◆ RECORDS PROVIDED
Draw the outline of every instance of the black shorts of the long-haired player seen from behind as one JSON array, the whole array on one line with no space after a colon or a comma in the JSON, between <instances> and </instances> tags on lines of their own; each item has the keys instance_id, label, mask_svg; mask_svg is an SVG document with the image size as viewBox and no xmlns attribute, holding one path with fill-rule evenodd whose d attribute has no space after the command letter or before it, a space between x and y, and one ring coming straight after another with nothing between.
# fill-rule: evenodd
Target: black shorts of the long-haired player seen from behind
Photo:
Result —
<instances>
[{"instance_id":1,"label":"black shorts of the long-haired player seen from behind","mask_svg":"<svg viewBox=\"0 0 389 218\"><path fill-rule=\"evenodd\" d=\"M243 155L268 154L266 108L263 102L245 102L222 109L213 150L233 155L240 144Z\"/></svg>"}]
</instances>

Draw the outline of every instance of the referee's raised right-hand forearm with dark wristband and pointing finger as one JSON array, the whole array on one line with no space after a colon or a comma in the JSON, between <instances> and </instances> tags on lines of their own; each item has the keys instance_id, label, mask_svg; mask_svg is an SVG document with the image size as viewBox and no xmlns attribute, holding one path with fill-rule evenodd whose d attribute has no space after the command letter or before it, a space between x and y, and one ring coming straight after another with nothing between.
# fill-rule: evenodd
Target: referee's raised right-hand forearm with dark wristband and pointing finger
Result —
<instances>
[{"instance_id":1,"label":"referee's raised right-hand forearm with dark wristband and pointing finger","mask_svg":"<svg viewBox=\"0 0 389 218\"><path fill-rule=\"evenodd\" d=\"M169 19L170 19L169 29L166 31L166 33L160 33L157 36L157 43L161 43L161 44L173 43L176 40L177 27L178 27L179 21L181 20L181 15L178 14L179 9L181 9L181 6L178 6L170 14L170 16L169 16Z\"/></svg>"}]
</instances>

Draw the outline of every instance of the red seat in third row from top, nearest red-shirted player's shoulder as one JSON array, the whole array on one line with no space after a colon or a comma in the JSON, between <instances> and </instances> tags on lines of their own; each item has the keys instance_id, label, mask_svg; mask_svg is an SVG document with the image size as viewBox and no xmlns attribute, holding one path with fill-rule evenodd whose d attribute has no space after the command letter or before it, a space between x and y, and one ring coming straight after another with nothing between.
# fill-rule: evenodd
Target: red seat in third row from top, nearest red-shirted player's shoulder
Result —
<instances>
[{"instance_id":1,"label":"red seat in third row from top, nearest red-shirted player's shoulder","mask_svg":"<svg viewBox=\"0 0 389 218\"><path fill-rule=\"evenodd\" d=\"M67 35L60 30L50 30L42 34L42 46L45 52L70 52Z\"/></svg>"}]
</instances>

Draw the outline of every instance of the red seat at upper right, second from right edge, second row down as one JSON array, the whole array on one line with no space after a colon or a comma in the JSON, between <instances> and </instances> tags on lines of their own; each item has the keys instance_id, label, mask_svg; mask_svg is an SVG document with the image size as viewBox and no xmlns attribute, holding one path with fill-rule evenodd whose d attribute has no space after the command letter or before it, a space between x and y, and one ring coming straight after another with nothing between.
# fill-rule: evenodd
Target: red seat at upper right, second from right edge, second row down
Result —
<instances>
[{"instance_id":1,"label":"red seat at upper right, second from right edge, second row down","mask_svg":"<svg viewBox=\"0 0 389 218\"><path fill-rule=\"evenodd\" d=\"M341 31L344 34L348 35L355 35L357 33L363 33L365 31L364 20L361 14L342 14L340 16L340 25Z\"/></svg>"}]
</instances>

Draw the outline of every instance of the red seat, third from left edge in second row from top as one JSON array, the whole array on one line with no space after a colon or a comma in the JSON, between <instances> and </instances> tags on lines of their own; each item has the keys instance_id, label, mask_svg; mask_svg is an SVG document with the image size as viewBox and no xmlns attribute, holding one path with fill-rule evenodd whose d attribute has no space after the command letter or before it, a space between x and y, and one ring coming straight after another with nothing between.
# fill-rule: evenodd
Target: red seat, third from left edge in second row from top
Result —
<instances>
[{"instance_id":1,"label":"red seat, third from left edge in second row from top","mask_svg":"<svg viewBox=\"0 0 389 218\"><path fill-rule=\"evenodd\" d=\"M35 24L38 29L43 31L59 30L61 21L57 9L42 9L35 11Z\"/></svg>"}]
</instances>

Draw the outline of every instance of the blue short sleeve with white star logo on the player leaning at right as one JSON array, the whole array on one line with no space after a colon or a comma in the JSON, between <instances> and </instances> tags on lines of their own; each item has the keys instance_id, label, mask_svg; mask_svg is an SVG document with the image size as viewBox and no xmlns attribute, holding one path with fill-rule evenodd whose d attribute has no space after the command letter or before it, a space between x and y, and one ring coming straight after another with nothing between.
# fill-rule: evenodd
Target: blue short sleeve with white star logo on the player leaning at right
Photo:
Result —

◆ REQUIRED WORK
Which of the lines above hold the word "white"? Copy each one.

◆ TASK ANSWER
Draw the outline of every instance of the blue short sleeve with white star logo on the player leaning at right as one JSON array, the whole array on one line with no space after a colon or a comma in the JSON, between <instances> and </instances> tags on lines of their own; each item has the keys instance_id, label, mask_svg; mask_svg is an SVG document with the image size as viewBox and no xmlns attribute, holding one path with fill-rule evenodd whose d attribute has no space after the command letter or before it, a space between x and y, and one ring coming straight after another with nothing between.
Target: blue short sleeve with white star logo on the player leaning at right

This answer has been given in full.